== EXTRACT PROVIDED ==
□ □ □ □

Enhörna IF
- Full name: Enhörna Idrottsförening
- Founded: 1928
- Ground: Friluftsgården Enhörna Sweden
- Chairman: Per Persson-Kangas
- Head coach: Mikael Alfredsson
- League: Division 3 Östra Svealand
- 2009: Division 3 Södra Svealand, 5th
| Home colours |

= Enhörna IF =

Swedish football club

Enhörna IF is a Swedish football club located in Enhörna, north-west of Södertälje in Södermanland.

==Background==
Enhörna Idrottsförening was founded on March 13, 1928. Arvid Starberg was elected as chairman and the annual membership fee was set at 4 SEK. The club's first project was to develop a football field at Ekeby idrottsplan which is now part of the current Ekeby residential area. In the early 1940s the club moved to their current site at Friluftsgården. The club also participates in other sports including running. skiing and gymnastics. Floorball and ice hockey have also been part of the club itinerary.

Since their foundation Enhörna IF has participated mainly in the middle and lower divisions of the Swedish football league system. The club currently plays in Division 3 Östra Svealand which is the fifth tier of Swedish football. They play their home matches at the Friluftsgården in Enhörna.

□ □ □ □

== MATERIAL PROVIDED ==
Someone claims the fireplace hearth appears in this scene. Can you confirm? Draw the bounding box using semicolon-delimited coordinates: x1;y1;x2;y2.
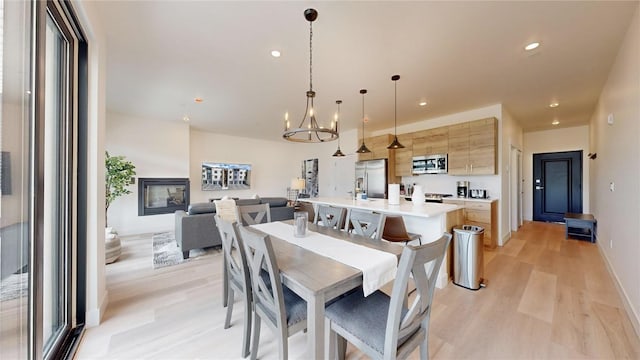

□ □ □ □

== JOBS ==
a - Translate this sentence from the Enhörna IF article into Spanish: "In the early 1940s the club moved to their current site at Friluftsgården."
b - Reproduce the part of the Enhörna IF article that opens with the words containing "Enhörna IF is" and closes with "the club itinerary.".

== ANSWERS GIVEN ==
a - A principios de la década de 1940, el club se trasladó a su sede actual en Friluftsgården.

b -
Enhörna IF is a Swedish football club located in Enhörna, north-west of Södertälje in Södermanland.

==Background==
Enhörna Idrottsförening was founded on March 13, 1928. Arvid Starberg was elected as chairman and the annual membership fee was set at 4 SEK. The club's first project was to develop a football field at Ekeby idrottsplan which is now part of the current Ekeby residential area. In the early 1940s the club moved to their current site at Friluftsgården. The club also participates in other sports including running. skiing and gymnastics. Floorball and ice hockey have also been part of the club itinerary.